● **SELECTED EXTRACT**

I read a book for a while and then as the evening got underway, went for a stroll down the valley towards a mountain hut a mile or so distant. At this point there was wire Nepalese-style bridge spanning the river and I wanted to check it was usable before lugging my backpack down the valley next morning. It was – and I crossed to the hut, before walking up to the now formidable looking Steall falls, roaring overhead and sending a fine mist of spray drifting gently up the valley.

I re-crossed the wire bridge and returned to my tent. The breeze had dropped, but I didn’t really think about it as I settled back on my sleeping mat, out in the open and intending to read again.

The itching started immediately.

I looked up. Like a cloud of mobile motes of dust there was a swarm of midges about my head. It wasn’t like the few dozen up on top of the Ben. This time there were hundreds of them. I raked around in my back pack and found the bottle of Skin So Soft. Pacing up and down outside the tent I remembered the lady in the campsite shop and applied a slick layer to my skin, hoping it would dro-oon the wee beasties as she said. I slapped it on liberally all over my scalp, ears, hands – anywhere where there was exposed skin. The number of new bites lessened, but didn’t stop – and I was acutely aware that it didn’t stop the little bastards crawling into my eyes, up my nose, into my ears – every bloody where…

I fled for the tent. I flung my backpack inside along with as many loose items as possible – and then dived in myself, before achieving a speed record in zipping the door shut. Notably I left the stove outside – and also the bottle of Skin So Soft, contained within a polythene bag.

● **DATA EXCERPTS**
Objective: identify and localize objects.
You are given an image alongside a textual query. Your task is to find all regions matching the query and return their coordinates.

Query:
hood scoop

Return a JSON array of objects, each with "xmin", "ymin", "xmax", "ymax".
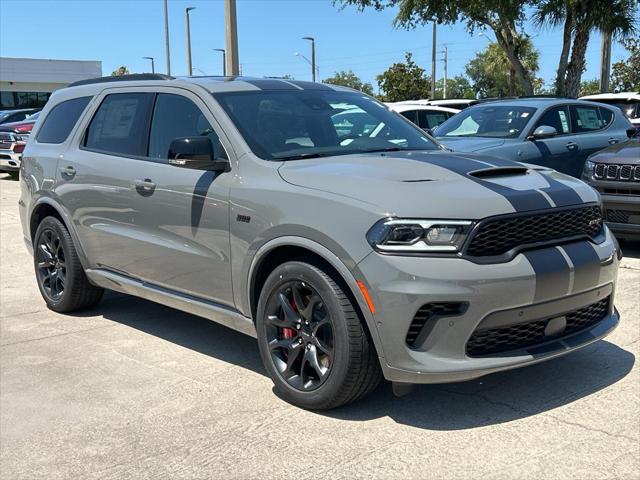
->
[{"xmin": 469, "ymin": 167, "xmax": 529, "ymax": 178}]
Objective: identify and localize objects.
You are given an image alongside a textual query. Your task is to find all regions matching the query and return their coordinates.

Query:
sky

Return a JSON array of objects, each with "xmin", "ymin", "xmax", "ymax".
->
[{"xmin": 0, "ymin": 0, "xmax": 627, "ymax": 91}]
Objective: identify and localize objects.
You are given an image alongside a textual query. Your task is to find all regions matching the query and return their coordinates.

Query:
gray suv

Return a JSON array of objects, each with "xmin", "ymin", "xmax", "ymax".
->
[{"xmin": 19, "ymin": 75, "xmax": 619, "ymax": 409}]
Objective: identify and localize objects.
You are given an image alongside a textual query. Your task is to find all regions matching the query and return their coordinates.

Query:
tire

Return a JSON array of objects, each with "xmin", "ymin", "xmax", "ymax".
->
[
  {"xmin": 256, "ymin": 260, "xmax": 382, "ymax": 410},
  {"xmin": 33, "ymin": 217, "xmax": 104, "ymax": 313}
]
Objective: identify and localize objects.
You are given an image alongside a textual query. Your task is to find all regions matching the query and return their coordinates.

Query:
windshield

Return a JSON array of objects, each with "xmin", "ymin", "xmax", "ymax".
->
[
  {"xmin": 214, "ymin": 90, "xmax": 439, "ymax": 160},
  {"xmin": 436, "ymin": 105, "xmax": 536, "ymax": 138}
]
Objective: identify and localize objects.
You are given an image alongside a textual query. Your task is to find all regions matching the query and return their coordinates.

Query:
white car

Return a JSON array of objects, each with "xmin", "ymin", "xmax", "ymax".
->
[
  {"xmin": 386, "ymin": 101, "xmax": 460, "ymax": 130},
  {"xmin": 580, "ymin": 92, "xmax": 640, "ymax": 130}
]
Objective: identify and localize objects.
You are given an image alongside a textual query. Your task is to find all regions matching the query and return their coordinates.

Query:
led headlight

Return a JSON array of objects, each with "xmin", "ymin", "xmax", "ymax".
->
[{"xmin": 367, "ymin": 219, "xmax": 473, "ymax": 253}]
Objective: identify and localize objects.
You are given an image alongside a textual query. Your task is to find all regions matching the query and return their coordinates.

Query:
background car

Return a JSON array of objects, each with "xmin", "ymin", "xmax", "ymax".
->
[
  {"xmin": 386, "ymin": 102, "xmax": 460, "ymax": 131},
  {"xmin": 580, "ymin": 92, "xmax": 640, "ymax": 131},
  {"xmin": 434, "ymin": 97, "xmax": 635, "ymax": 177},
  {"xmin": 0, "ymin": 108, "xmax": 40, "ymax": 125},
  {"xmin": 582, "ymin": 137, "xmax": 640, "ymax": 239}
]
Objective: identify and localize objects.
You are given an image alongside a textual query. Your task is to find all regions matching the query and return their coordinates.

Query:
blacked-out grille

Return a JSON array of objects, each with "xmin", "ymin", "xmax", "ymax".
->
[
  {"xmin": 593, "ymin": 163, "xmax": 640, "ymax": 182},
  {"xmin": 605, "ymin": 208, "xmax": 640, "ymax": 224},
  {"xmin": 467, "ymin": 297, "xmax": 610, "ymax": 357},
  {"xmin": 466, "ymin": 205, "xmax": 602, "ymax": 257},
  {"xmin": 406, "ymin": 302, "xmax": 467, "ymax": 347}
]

● **TO-DO LIST**
A: Answer these from the camping excerpt, one per line:
(i) What crossed the river near the mountain hut?
(ii) What product did the narrator spread on exposed skin?
(iii) Which two items were left outside the tent?
B: Quote the camping excerpt word for word, starting with "I read a book" and going on through "itching started immediately.".

● **ANSWERS TO THE TASKS**
A:
(i) A wire Nepalese-style bridge
(ii) Skin So Soft
(iii) The stove and the bottle of Skin So Soft

B:
I read a book for a while and then as the evening got underway, went for a stroll down the valley towards a mountain hut a mile or so distant. At this point there was wire Nepalese-style bridge spanning the river and I wanted to check it was usable before lugging my backpack down the valley next morning. It was – and I crossed to the hut, before walking up to the now formidable looking Steall falls, roaring overhead and sending a fine mist of spray drifting gently up the valley.

I re-crossed the wire bridge and returned to my tent. The breeze had dropped, but I didn’t really think about it as I settled back on my sleeping mat, out in the open and intending to read again.

The itching started immediately.